Records from a data collection
________________________________________
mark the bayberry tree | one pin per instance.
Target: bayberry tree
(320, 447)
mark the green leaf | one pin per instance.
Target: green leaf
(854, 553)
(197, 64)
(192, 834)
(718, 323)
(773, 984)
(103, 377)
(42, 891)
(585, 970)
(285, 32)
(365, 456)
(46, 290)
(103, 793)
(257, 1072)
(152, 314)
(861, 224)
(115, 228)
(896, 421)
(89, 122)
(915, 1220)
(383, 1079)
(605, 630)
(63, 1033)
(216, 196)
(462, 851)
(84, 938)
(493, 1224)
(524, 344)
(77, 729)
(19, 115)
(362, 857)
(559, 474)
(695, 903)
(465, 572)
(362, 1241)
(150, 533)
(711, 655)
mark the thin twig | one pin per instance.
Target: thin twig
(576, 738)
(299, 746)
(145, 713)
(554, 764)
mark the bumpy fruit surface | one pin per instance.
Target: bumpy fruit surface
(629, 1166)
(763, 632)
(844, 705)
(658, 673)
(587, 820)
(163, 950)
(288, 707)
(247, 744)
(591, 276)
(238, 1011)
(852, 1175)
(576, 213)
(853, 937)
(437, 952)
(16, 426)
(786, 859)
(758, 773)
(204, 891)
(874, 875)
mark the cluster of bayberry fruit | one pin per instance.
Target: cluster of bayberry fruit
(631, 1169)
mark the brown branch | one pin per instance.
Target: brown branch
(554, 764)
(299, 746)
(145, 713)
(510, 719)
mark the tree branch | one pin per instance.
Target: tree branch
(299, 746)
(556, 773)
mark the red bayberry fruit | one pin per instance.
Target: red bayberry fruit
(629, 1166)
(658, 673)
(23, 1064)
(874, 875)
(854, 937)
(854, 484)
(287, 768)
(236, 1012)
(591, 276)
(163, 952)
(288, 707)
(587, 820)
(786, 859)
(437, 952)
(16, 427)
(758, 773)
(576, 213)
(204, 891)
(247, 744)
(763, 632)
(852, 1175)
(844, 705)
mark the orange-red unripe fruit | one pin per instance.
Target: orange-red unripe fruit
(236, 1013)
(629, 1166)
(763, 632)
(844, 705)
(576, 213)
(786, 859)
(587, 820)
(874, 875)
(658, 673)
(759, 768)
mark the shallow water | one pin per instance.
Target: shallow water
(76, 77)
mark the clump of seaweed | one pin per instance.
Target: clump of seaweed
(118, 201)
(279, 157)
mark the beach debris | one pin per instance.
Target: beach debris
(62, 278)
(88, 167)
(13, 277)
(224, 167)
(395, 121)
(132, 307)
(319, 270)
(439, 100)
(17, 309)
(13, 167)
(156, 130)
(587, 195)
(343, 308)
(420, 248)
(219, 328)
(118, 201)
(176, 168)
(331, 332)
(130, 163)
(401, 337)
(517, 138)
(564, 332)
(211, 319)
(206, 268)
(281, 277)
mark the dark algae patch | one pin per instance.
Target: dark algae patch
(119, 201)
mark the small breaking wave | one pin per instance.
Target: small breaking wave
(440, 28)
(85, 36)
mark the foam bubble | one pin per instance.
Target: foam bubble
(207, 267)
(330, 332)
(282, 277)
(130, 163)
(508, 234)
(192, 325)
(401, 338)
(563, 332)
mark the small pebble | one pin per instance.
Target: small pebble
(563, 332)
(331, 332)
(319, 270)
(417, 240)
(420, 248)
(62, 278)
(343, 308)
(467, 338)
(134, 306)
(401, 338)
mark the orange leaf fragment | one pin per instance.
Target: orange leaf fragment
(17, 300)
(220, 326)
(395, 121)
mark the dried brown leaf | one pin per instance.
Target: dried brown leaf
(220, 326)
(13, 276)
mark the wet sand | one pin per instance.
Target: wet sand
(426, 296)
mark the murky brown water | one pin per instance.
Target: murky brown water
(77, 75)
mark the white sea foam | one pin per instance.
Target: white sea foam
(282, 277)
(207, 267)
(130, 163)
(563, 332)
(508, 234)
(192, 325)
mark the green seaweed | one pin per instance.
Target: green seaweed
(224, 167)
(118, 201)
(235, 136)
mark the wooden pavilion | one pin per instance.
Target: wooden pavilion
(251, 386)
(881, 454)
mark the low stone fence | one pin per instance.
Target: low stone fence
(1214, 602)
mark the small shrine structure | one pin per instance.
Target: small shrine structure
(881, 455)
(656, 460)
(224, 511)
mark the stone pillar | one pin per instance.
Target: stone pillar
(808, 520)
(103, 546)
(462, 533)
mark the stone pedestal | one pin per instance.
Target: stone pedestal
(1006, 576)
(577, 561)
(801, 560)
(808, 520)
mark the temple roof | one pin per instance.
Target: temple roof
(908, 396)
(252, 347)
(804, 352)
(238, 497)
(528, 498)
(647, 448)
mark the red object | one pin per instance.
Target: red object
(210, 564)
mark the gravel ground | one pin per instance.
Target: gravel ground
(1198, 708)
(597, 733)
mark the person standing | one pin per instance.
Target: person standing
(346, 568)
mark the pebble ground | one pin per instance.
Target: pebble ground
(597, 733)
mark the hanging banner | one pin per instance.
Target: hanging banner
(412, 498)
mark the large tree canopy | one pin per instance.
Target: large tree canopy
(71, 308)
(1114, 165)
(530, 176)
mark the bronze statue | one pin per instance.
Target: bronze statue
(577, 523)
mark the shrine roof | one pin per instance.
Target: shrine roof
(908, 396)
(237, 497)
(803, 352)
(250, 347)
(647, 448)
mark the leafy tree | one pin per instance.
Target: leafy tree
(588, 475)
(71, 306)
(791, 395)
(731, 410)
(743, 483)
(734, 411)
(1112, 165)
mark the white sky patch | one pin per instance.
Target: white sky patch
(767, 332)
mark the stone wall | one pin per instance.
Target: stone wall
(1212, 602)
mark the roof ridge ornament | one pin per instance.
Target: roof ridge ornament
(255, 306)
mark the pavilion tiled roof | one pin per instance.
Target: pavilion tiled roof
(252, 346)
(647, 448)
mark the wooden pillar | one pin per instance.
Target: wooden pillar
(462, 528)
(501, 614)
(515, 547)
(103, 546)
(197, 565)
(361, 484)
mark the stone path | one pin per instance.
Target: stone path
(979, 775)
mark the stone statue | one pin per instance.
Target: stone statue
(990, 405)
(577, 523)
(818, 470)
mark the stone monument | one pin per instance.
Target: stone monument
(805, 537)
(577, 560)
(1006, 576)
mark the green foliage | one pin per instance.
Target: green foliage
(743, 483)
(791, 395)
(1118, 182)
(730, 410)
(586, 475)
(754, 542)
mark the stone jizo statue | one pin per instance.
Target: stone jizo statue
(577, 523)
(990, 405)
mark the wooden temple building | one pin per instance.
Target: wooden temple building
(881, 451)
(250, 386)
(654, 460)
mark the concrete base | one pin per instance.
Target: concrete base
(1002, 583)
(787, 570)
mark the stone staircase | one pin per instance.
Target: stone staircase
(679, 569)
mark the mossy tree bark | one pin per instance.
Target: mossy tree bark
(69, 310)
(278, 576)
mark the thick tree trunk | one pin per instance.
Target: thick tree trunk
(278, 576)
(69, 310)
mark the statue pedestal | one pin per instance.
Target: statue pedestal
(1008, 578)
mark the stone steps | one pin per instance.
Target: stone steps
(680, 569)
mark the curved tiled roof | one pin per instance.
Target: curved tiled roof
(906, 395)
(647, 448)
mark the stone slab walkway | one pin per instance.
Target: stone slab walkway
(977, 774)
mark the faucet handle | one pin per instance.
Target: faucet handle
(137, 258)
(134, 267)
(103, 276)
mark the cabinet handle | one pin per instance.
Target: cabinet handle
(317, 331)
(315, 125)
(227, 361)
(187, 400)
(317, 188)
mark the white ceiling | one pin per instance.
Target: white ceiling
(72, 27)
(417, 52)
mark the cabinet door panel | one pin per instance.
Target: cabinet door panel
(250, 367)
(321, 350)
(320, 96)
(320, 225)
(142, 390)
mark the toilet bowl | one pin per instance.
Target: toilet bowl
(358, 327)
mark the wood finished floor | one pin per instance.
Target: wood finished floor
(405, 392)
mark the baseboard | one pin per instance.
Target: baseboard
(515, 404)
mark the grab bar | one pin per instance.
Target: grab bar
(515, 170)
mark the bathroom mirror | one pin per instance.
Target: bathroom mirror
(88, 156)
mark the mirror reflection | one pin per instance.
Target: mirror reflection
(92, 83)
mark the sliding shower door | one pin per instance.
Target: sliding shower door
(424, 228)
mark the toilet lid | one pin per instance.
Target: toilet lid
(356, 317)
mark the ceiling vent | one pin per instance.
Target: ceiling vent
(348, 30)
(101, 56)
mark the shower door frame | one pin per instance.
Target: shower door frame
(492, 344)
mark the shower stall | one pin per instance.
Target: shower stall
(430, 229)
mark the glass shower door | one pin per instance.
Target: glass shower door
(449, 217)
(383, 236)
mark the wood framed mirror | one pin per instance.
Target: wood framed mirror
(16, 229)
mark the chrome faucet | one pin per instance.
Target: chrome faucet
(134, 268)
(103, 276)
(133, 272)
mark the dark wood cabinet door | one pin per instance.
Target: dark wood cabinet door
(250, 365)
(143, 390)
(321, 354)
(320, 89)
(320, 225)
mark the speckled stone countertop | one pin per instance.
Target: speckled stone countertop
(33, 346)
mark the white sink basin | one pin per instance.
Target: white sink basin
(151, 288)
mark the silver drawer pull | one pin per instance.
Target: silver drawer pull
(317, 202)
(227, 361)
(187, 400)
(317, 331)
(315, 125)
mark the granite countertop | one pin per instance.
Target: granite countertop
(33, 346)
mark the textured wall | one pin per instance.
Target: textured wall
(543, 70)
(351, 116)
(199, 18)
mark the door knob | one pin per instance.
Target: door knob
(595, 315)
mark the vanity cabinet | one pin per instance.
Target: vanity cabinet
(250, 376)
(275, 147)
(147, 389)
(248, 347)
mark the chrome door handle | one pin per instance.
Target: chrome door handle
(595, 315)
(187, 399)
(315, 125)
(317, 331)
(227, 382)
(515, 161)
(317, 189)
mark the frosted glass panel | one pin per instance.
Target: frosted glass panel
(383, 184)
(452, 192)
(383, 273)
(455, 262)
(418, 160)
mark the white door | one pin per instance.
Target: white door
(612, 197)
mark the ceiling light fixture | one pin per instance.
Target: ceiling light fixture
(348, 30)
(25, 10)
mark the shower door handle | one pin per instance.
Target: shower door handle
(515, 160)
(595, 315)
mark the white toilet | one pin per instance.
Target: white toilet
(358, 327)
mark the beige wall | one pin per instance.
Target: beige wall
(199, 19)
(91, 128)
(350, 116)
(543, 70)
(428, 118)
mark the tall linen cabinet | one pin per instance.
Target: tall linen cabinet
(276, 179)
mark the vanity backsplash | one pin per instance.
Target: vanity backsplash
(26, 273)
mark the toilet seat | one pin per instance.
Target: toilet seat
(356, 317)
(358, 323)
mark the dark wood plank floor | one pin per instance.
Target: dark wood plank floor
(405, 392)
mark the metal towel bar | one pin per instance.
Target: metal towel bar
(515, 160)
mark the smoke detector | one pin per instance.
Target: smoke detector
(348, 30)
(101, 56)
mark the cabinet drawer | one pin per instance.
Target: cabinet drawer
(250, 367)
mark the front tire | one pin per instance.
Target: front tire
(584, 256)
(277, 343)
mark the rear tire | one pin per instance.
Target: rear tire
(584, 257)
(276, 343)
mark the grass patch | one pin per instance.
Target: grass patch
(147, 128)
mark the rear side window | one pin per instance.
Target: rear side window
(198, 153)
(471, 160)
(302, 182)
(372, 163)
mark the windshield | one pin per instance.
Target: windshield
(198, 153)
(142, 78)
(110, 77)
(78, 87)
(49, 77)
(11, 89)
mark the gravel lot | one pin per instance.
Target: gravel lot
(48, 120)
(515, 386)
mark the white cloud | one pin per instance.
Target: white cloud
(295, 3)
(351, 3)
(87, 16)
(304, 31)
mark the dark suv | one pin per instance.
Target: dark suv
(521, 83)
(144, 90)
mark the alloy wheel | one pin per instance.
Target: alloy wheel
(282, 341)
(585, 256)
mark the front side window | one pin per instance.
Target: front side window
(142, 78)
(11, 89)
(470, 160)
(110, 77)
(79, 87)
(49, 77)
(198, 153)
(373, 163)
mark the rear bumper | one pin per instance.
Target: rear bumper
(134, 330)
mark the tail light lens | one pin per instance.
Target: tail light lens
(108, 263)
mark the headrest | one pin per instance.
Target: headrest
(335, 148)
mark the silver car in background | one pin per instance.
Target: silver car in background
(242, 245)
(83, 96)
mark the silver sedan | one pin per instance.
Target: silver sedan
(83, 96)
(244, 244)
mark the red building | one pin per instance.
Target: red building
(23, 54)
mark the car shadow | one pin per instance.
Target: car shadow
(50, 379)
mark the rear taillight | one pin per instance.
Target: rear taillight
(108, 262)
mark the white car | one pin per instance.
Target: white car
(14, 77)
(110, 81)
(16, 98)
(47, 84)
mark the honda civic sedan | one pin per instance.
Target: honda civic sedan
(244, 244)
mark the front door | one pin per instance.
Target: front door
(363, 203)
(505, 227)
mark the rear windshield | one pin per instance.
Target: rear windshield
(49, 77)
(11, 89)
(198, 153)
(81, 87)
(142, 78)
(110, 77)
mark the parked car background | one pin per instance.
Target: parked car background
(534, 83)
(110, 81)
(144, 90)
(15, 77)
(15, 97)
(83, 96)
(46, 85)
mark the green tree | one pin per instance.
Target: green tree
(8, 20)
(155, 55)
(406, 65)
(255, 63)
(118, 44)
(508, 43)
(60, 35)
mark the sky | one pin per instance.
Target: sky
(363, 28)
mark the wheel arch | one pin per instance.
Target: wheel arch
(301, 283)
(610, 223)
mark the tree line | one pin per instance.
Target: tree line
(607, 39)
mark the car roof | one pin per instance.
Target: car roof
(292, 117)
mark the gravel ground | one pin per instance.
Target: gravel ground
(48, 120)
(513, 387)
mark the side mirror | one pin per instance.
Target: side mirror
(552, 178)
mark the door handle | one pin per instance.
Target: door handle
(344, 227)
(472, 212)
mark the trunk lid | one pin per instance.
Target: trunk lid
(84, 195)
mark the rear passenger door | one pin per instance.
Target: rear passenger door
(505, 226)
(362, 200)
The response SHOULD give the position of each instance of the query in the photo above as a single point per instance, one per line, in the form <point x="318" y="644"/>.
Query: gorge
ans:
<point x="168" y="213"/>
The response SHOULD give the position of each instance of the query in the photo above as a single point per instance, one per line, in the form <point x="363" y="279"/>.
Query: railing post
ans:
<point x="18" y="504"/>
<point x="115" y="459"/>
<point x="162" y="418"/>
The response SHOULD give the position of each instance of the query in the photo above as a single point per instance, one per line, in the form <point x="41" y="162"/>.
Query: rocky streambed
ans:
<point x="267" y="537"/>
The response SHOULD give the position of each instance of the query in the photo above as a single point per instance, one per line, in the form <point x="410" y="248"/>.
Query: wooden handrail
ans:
________________________________________
EXERCISE DETAILS -
Find every line in the records above that contains the string "bayberry", and copy each one out.

REPLY -
mark the bayberry tree | one pin per instance.
Target: bayberry tree
mark the cluster of bayberry fruit | one pin per instance.
Target: cluster of bayberry fruit
mark the red bayberry fruit | one pin per instance.
Target: red bayberry fruit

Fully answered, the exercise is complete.